Task goal: Reproduce each of the items below word for word, leaving nothing out.

Extracted items

┄┄┄┄┄┄

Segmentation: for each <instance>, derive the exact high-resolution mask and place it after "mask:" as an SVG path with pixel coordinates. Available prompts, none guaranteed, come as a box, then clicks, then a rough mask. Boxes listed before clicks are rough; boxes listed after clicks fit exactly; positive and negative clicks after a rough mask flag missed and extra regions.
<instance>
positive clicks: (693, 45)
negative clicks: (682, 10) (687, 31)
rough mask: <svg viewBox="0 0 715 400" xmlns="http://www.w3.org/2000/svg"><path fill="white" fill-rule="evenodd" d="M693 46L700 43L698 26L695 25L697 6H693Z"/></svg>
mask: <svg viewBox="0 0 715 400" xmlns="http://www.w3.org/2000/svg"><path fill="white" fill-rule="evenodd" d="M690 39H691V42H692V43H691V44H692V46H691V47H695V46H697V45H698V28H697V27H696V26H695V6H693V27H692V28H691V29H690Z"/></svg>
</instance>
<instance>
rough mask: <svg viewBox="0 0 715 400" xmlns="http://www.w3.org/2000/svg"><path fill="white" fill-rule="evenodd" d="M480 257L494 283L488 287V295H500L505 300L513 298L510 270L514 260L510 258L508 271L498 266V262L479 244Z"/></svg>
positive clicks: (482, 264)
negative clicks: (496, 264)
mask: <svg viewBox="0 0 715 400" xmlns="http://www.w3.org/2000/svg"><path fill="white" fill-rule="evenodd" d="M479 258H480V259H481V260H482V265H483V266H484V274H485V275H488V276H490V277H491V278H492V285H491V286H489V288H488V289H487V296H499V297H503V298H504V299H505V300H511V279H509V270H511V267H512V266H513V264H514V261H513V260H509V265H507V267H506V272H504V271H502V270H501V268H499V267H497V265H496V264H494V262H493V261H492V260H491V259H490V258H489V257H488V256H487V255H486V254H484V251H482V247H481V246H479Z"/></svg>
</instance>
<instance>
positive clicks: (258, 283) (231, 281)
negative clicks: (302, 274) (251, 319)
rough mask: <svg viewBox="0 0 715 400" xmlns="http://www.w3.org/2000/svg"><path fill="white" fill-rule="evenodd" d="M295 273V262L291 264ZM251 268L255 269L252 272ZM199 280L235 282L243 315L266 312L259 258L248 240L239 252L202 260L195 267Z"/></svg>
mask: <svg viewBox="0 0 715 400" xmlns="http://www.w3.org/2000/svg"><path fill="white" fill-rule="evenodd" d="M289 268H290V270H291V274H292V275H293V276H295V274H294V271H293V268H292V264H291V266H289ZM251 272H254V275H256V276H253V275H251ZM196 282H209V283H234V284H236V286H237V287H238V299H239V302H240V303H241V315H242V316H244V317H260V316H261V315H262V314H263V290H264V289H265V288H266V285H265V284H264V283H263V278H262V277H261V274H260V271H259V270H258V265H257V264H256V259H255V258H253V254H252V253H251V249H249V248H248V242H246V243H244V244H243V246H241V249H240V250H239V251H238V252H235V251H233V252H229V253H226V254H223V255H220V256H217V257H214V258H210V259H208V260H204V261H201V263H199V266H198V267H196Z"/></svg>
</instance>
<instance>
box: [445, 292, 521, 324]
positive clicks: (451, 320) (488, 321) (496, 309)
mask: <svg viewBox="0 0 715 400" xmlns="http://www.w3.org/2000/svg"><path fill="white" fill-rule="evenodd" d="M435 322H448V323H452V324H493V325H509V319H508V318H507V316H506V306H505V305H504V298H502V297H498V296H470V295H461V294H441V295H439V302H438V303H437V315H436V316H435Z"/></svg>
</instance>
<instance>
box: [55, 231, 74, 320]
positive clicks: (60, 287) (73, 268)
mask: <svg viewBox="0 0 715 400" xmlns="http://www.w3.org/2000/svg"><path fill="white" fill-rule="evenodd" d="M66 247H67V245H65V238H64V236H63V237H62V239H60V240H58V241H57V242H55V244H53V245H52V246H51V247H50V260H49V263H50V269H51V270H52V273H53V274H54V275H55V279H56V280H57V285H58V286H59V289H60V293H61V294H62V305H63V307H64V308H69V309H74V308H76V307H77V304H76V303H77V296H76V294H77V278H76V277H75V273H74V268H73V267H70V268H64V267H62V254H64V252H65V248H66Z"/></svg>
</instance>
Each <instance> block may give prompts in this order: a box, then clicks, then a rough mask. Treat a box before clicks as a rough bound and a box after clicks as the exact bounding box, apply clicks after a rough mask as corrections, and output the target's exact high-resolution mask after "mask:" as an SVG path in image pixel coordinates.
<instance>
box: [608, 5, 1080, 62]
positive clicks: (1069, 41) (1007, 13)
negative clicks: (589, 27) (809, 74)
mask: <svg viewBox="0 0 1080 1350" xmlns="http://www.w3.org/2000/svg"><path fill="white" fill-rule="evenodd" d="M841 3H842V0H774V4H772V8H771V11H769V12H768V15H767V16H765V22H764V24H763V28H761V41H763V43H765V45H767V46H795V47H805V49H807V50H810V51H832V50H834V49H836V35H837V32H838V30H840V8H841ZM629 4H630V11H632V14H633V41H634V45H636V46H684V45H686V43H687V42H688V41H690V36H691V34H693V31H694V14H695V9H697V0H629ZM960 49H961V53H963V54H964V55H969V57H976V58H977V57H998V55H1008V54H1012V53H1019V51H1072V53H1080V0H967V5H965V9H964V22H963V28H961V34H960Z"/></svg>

┄┄┄┄┄┄

Solution for this task:
Segmentation: for each <instance>, derive the exact high-resolution mask and place it after "mask:" as an SVG path with pixel coordinates. Available prompts, none guaranteed, come as a box, then clicks, then a rough mask. Boxes listed before clicks are rough; boxes listed after clicks fit exactly; positive and negative clicks after a rough mask flag missed and extra regions.
<instance>
positive clicks: (693, 45)
negative clicks: (682, 10) (687, 31)
rough mask: <svg viewBox="0 0 715 400" xmlns="http://www.w3.org/2000/svg"><path fill="white" fill-rule="evenodd" d="M693 46L700 43L698 26L695 25L697 6H693Z"/></svg>
mask: <svg viewBox="0 0 715 400" xmlns="http://www.w3.org/2000/svg"><path fill="white" fill-rule="evenodd" d="M690 39H691V42H692V43H691V44H692V46H691V47H695V46H697V45H698V28H697V27H696V26H695V6H693V27H692V28H691V29H690Z"/></svg>
</instance>
<instance>
rough mask: <svg viewBox="0 0 715 400" xmlns="http://www.w3.org/2000/svg"><path fill="white" fill-rule="evenodd" d="M480 257L494 283L488 287V295H500L505 300L513 298L510 270L514 260L510 258L508 271L498 266V262L479 244Z"/></svg>
positive clicks: (482, 264)
negative clicks: (496, 264)
mask: <svg viewBox="0 0 715 400" xmlns="http://www.w3.org/2000/svg"><path fill="white" fill-rule="evenodd" d="M479 258H480V259H481V260H482V265H483V266H484V274H485V275H488V276H490V277H491V278H492V285H491V286H489V288H488V289H487V296H499V297H503V298H504V299H505V300H511V279H509V270H511V267H512V266H513V264H514V261H513V260H509V265H507V267H506V272H504V271H502V270H501V268H499V267H497V265H496V264H494V262H493V261H492V260H491V259H490V258H489V257H488V256H487V255H486V254H484V251H482V247H481V246H479Z"/></svg>
</instance>
<instance>
positive clicks: (258, 283) (231, 281)
negative clicks: (302, 274) (251, 319)
rough mask: <svg viewBox="0 0 715 400" xmlns="http://www.w3.org/2000/svg"><path fill="white" fill-rule="evenodd" d="M295 273V262L291 264ZM251 268L255 269L252 272ZM199 280L235 282L243 315L266 312L259 258L248 240L239 252L202 260L195 267Z"/></svg>
mask: <svg viewBox="0 0 715 400" xmlns="http://www.w3.org/2000/svg"><path fill="white" fill-rule="evenodd" d="M289 268H290V270H291V274H292V275H293V276H295V274H294V271H293V268H292V264H291V266H289ZM251 272H254V275H256V276H253V275H251ZM196 282H209V283H234V284H236V286H237V287H238V299H239V302H240V303H241V315H242V316H244V317H260V316H261V315H262V314H263V290H264V289H265V288H266V285H265V284H264V283H263V278H262V277H261V274H260V271H259V270H258V265H257V264H256V259H255V258H253V254H252V253H251V249H249V248H248V242H246V243H244V244H243V246H241V249H240V250H239V251H238V252H235V251H233V252H229V253H226V254H223V255H220V256H217V257H214V258H210V259H208V260H204V261H201V263H199V266H198V267H196Z"/></svg>
</instance>
<instance>
box: [445, 292, 521, 324]
positive clicks: (451, 320) (488, 321) (496, 309)
mask: <svg viewBox="0 0 715 400" xmlns="http://www.w3.org/2000/svg"><path fill="white" fill-rule="evenodd" d="M435 322H448V323H452V324H493V325H509V319H508V318H507V316H506V306H505V305H504V298H502V297H498V296H470V295H461V294H441V295H439V302H438V303H437V315H436V316H435Z"/></svg>
</instance>
<instance>
box: [55, 231, 74, 320]
positive clicks: (60, 287) (73, 268)
mask: <svg viewBox="0 0 715 400" xmlns="http://www.w3.org/2000/svg"><path fill="white" fill-rule="evenodd" d="M66 247H67V245H65V238H64V236H63V237H62V239H60V240H58V241H57V242H55V244H53V245H52V246H51V247H50V260H49V263H50V269H51V270H52V273H53V274H54V275H55V279H56V280H57V285H58V286H59V289H60V293H61V294H62V305H63V307H64V308H69V309H74V308H76V307H77V304H76V303H77V296H76V294H77V278H76V277H75V273H74V268H73V267H70V268H64V267H62V254H64V252H65V248H66Z"/></svg>
</instance>
Each <instance> block may give prompts in this order: a box, then clicks, then a rough mask. Treat a box before clicks as a rough bound and a box after clicks as the exact bounding box, apply clicks after a rough mask as corrections, and output the target's exact high-resolution mask after "mask:" as an SVG path in image pixel coordinates.
<instance>
box: [608, 5, 1080, 62]
positive clicks: (1069, 41) (1007, 13)
negative clicks: (589, 27) (809, 74)
mask: <svg viewBox="0 0 1080 1350" xmlns="http://www.w3.org/2000/svg"><path fill="white" fill-rule="evenodd" d="M841 3H842V0H774V4H772V8H771V11H769V12H768V15H767V16H765V22H764V24H763V28H761V41H763V43H765V45H767V46H795V47H805V49H807V50H810V51H832V50H834V49H836V35H837V32H838V30H840V8H841ZM629 4H630V11H632V14H633V41H634V45H636V46H684V45H686V43H687V42H688V41H690V36H691V34H693V31H694V14H695V9H697V0H629ZM960 49H961V53H963V54H964V55H969V57H976V58H977V57H998V55H1008V54H1012V53H1019V51H1072V53H1080V0H967V5H965V9H964V22H963V28H961V34H960Z"/></svg>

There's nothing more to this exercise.